Texto seleccionado:
★ ★ ★ ★

Tras apartarla con violencia, se arroja por una sucesión de cuartos cada vez más oscuros en los que, como uno de los pájaros a los que enceguecía, tropieza sin atinar a encontrar el camino. Pero por fin lo encuentra.

Continúa su descenso al inframundo de los sótanos y los pozos, de los túneles y las cuevas, de las cavernas y las cloacas, donde cohabitan “lagartos, serpientes, ratas, cucarachas, comadrejas y ciegos.” (Informe, 427) Oscuros seres de los que ya, lo sabe bien, hace parte.

Vidal, por mirar allende, como acierta a definirlo Wainerman (18), consigue descender a los sustratos más recónditos de la inmundicia humana y entronizarse allí, junto a los ciegos de su creador, para dar cuenta de lo que allá arriba se ignora porque no se puede ver ni con los múltiples ojos de los que caminan, sin otear las honduras del subsuelo, sobre el asfalto.

La endemia de la ceguera se visualiza -no hacen falta anteojos o lentes- en las dos obras. Hordas de ciegos sin brújula que, desvalidas como los pájaros víctimas de aquel niño de Capitán Olmos, asuelan la ciudad que ya no les es familiar. Recuerdos de toda una vida que se hunden, después de muchos años de insomne espera y sufrimiento, en la certidumbre de un determinismo inexplicable, en el que únicamente Ellos meten baza.

La endemia de la ceguera en el Ensayo se rige por fuerzas exógenas: los ciegos que purgaron su cuarentena en el manicomio escapan en diáspora, propulsados por el fuego. Endógenas son las que procuran la inmersión de Vidal en los pavorosos terrenos de la Secta.


[1] (Un hombre no vale nada sin una mujer, su mujer. Así pues, el “macho”, librado a su suerte, se convierte en la efigie de la más conmovedora impotencia)
[2] Distintos pensadores -Aristóteles por ejemplo- señalan que por encima de los demás sentidos, la vista constituye el vínculo directo entre el hombre y su aprendizaje.

★ ★ ★ ★

Datos extraídos:
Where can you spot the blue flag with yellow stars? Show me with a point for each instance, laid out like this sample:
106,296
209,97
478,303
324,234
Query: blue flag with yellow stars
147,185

★ ★ ★ ★

Instrucciones de la tarea:
Prosigue el texto sobre la ceguera a partir del punto en que se detiene. El material no hace falta para esto.

Respuesta escrita:
[3] La torpeza y el desamparo de los ciegos de Saramago, también los referencia Jernigan en su tercer apartado “blindness as foolishness and helplessness” (la ceguera como estulticia e indefensión)
[4] (La vida se reduce a una lucha animal por sobrevivir)
[5] Granados define la novela de Saramago como una maravillosa creación novelesca, en la que predomina y se hiperboliza lo inverosímil, sin detrimento de su valor estético.
[6] (En el contexto de la novela, ver es un acto de valentía)
[7] Como consecuencia de su ceguera, la antigua mujer pública es metamorfoseada en ejemplo de virtud: “blindness as perfect virtue”. Según los estudios de Jernigan, algunos escritores funden virtud y ceguera porque creen o quieren hacer creer que el pecado lo precipitan los ojos.
[8] La candidez  a que es elevada la hetaira se debe a un acto depuratorio: su ceguera. Jernigan bautiza este avatar del símbolo como “blindness as purification”.
[9] Fernando Ponce de León París, haciendo acopio de esa creencia popular y gracias a su cercanía con el verdadero mundo de los ciegos, escribe Matías, una buena novela en la que las pulsiones de sus protagonistas, Matías y Tomás, dos niños ciegos, laten con inusitada fuerza.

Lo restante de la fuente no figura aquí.